Text under study:
===============

Have you ever aerated a lawn? I do it every year.
If you’re not familiar with the concept, an aerator is a gasoline-powered machine equipped with a spiked metal roller on the bottom. It weighs about a billion pounds (I’m guessing) and its function is to poke finger-sized holes in your lawn, thereby “aerating” it and making it healthier.
Your job is to walk behind this self-propelled behemoth as it takes angry bites out of the ground, all the while doing your best not to inadvertently run over any shrubs, walkways or neighborhood children.
In my case, there’s one additional obstacle that needs to be contended with: our automatic lawn sprinklers. These plastic things sit buried in the ground, awaiting their turn to pop their little heads up and spray water in all directions like a drunken toddler.
And you better not run over any while aerating, or you’ll be out fifty bucks.
The problem? They are nearly impossible to spot when not in use; there’s no way you could see and avoid them while running behind an active aerator.
The solution? Turn on the sprinkler system. When the heads pop up, mark them with a healthy dose of baby powder. Now, as you aerate your way across the lawn, you can easily see them.
The sprinklers are set to run automatically in the middle of the night, of course, but you can turn them on manually whenever you want. And so, baby powder in hand, I did.
Uh oh. Nothing happening.
Check the water main. Check the control panel. Review the directions for manual operation.
Nothing. Nothing. Nothing.
An hour later, after fiddling with everything I could think of, I was ready to give up.
You can’t run the aerator without marking the sprinkler heads and you can’t mark the sprinkler heads without first locating them. Time was quickly running out on my one-day rental.
But then my wife Linda had an idea: “Let’s call the sprinkler guy.”
“Don’t bother,” I said, in that condescending tone one reserves for their well-meaning but ill-informed spouse. “We’ll never catch him on a Saturday and even if we did, he can’t fix it over the phone.”
But I was out of options, so I called him. And he answered the phone.
I think you know where this story is headed. He asked me one question and immediately solved the problem: “Do you have a rain sensor on the system?”
The problem, you see, was that it was raining that day. The rain sensor keeps the system from turning on (no need to water the lawn in the rain).

===============

Text-to-region grounding data
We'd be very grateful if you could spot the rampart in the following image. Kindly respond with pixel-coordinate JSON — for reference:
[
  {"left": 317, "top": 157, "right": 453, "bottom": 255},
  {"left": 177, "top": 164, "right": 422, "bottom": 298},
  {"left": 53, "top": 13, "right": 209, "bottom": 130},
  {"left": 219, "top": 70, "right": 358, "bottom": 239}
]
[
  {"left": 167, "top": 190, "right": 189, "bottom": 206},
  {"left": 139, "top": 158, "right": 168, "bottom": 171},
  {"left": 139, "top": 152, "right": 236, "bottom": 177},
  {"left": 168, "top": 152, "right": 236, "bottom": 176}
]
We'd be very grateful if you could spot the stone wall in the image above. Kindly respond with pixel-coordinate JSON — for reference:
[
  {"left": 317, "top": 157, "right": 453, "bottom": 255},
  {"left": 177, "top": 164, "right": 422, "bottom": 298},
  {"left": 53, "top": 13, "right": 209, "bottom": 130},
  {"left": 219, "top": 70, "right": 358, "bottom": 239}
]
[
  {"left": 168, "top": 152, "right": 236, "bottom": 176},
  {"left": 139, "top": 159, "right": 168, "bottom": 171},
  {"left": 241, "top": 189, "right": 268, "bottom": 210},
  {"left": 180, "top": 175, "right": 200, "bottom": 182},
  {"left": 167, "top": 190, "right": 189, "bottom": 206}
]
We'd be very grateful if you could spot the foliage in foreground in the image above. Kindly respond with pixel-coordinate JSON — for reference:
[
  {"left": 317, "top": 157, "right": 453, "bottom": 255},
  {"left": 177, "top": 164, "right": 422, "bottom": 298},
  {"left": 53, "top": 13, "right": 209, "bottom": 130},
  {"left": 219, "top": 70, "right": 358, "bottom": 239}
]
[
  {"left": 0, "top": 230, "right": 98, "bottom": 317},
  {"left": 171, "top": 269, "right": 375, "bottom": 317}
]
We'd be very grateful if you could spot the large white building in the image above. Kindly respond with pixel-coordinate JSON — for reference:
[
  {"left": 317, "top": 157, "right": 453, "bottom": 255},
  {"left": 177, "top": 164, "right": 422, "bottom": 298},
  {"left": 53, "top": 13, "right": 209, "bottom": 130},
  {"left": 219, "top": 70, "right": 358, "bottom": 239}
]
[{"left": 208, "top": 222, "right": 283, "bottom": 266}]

===============

Work task 1: Transcribe the passage of the lawn-aerating account from "The solution? Turn" down to "hand, I did.".
Work task 2: Resume the lawn-aerating account, continuing it from the point at which it stops.

Written answer 1:
The solution? Turn on the sprinkler system. When the heads pop up, mark them with a healthy dose of baby powder. Now, as you aerate your way across the lawn, you can easily see them.
The sprinklers are set to run automatically in the middle of the night, of course, but you can turn them on manually whenever you want. And so, baby powder in hand, I did.

Written answer 2:
He told me where to find it and how to disconnect it. The second I shut it down, the sprinkler heads popped up and I was back in business.
Why am I telling you all this? Who knows?
I’m kidding. I’m telling you this because I want you to notice how quickly and easily the sprinkler guy fixed the problem, despite…
… how much thought, effort, logic, sweat and time I spent not solving it.
It was his experience and perspective that allowed him to instantly diagnose the problem and offer a simple solution; something I couldn’t do on my own. He did what experts do.
Two related suggestions worth thinking about, both specific to your business:
- Sell insight not effort.
The most valuable thing sprinkler guy did for me was solve the mystery. It involved zero work on his part. But without the answer he provided, I was stuck, unable to move forward.
How about you?
Are you just a freelance writer? Or are you a marketing consultant who advises clients on what needs to be written and when, in addition to providing the written words?
Are you just a graphic artist? Or are you a visual design expert who guides clients in determining how to best represent their brand, in addition to providing the marketing collateral?
Are you just a guy who installs sprinkler systems? Or are you a garden expert who helps homeowners understand the choices and tradeoffs involved in lawn care, in addition to making sure the sprinklers function as they should?
It’s a critical question.
How you describe the work you do and the level at which you engage with your prospects and clients will have a big impact on how they see you and, as a result, how much they are willing to pay you.
- Stop cringing every time somebody accuses you of being an expert.
I understand. Particularly if you’re new(ish) at whatever it is you do, thinking of yourself as “expert” fills you with a lot of doubt. But you are absolutely that, relative to the people who hire you.
Consider my sprinkler guy. He didn’t invent the rain sensor. He doesn’t have an advanced degree in sprinkler systems. He doesn’t know anything that every other sprinkler guy on earth doesn’t also know.
But … he knows way more than I do or ever will about lawn irrigation. As the old saying goes, “In the land of the blind, the one-eyed man is king.”
Your clients and would be clients feel exactly the same about you. You’re already way over the knowledge bar.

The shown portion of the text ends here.